## Source document:
April 2, 2026
The Honorable Scott Weiner
Chair
Senate Elections and Constitutional Amendments Committee
California State Senate
1020 N Street
Room 533
Sacramento, CA 95814
SB 970 – opposing electronic ballot return
Dear Chair Weiner and Committee Members:
Brennan Center for Justice, California Voter Foundation, Free Speech for People, Public Citizen, and Verified Voting are writing in opposition to Senate Bill 970/Cervantes which would ultimately allow electronic return of absentee ballots via the internet for certain voters. Our organizations are committed to working to reduce barriers to voting and to ensuring accessible, resilient, secure elections.
We appreciate and share your commitment to ensuring that all California voters can exercise their right to vote. However, legislation to allow electronic ballot return, via the language in SB 970, would put voters’ ballots at risk and undermine confidence in election results.
The security risks associated with electronic ballot return are severe, well-documented, and broadly acknowledged by the federal government’s top security agencies and the nation’s leading cybersecurity experts.
A joint analysis from the Cybersecurity and Infrastructure Security Agency (CISA), the Election Assistance Commission (EAC), the Federal Bureau of Investigation (FBI), and the National Institute of Standards and Technology (NIST), published in 2020, and again in early 2024, classifies electronic ballot return as high risk, capable of enabling attacks that could alter or disrupt election results at scale. As stated in their analysis, “Electronic ballot return faces significant security risks to the confidentiality, integrity, and availability of voted ballots. These risks can ultimately affect the tabulation and results and can occur at scale.”1
Congress shares these concerns. The U.S. Senate Select Committee on Intelligence concluded that no system of online voting has yet established itself as secure and urged states to resist adopting internet voting.2
Independent cybersecurity experts mirror these findings. In 2022, a working group of cybersecurity and cryptography experts convened at the University of California, Berkeley to create standards to govern the security of internet voting systems instead concluded that “the current cybersecurity environment and state of technology makes it infeasible . . . to draft responsible standards.” The group, chaired by former Department of Homeland Security secretary Janet Napolitano, determined that the technology required to secure online ballot return does not exist today, and that a single attacker could potentially alter thousands or even millions of votes.3 The group outlined that electronic ballot return also carries multiple unique vulnerabilities, including malware, denial-of-service attacks, spoofing, identity fraud, and breaches that could expose voters’ private information.4 Any one of these could compromise an election; several could do so without detection. Currently, no federal certification standards exist for electronic ballot return systems.

## Aim:
Continue the letter opposing SB 970, starting right after its last sentence. These rows are taken from a separate source.

[Records contained in a dataset]

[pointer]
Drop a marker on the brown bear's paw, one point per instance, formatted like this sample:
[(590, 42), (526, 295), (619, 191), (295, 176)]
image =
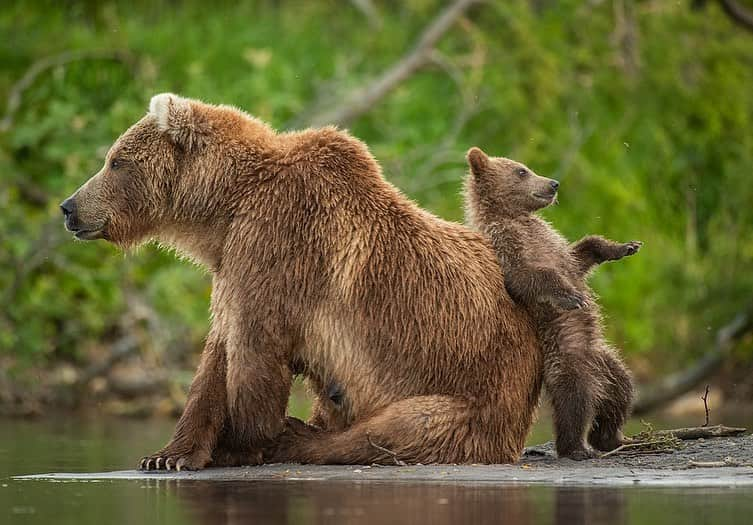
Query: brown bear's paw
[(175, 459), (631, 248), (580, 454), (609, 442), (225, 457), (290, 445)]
---
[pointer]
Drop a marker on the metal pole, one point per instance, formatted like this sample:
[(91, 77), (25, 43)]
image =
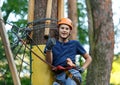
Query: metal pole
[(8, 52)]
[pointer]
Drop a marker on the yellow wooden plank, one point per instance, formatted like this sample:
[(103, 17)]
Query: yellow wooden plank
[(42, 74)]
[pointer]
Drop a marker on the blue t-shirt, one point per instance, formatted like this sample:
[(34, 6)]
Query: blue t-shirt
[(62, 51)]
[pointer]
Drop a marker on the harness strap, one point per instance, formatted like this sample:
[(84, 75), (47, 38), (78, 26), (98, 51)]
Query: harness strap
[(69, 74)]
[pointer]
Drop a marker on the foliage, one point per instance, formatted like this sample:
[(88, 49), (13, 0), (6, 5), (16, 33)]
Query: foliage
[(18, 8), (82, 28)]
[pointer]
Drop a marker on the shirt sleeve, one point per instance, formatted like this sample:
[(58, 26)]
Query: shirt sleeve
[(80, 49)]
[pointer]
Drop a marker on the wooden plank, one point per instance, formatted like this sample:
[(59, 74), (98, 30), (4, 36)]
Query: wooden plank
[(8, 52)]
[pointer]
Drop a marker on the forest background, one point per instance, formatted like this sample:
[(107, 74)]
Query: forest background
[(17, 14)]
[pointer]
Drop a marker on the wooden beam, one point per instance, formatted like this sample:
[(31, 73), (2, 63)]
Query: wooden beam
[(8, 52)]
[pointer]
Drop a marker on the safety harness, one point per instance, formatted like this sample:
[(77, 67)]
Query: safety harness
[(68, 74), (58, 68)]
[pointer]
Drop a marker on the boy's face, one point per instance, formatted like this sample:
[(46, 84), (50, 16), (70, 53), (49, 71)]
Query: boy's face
--
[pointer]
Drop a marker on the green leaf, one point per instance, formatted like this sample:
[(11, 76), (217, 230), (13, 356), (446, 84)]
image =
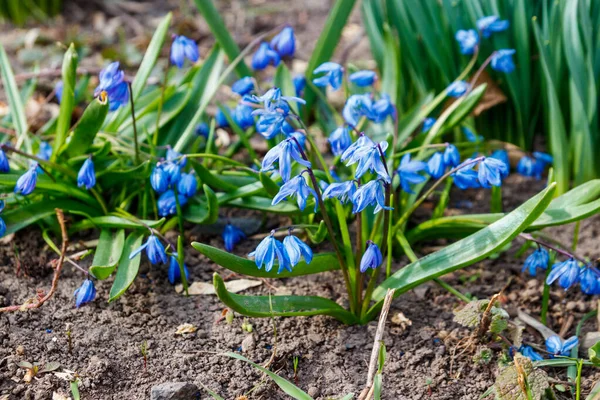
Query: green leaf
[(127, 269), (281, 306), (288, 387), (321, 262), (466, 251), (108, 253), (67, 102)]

## Task response:
As recently as January 16, 2026, a coalition of computer scientists and security researchers issued a statement clarifying that, even with recent technological advances, electronic ballot return technology is still not yet suitable for use in public elections. According to their statement, “it has been the scientific consensus for decades that internet voting is not securable by any known technology. Research on future technologies is certainly worth doing. However, the decades of work on [electronic ballot return] systems has yet to produce any solution, or even any hope of a solution, to the fundamental problems.”5
For these reasons, we respectfully urge you to reject SB 970, which would ultimately authorize electronic ballot return. Implementing electronic ballot return would run counter to the unified assessment of national security experts, cybersecurity professionals, federal intelligence agencies, and leading academic researchers. The risks—to ballot confidentiality, integrity, and public confidence—simply outweigh any potential benefits at this time.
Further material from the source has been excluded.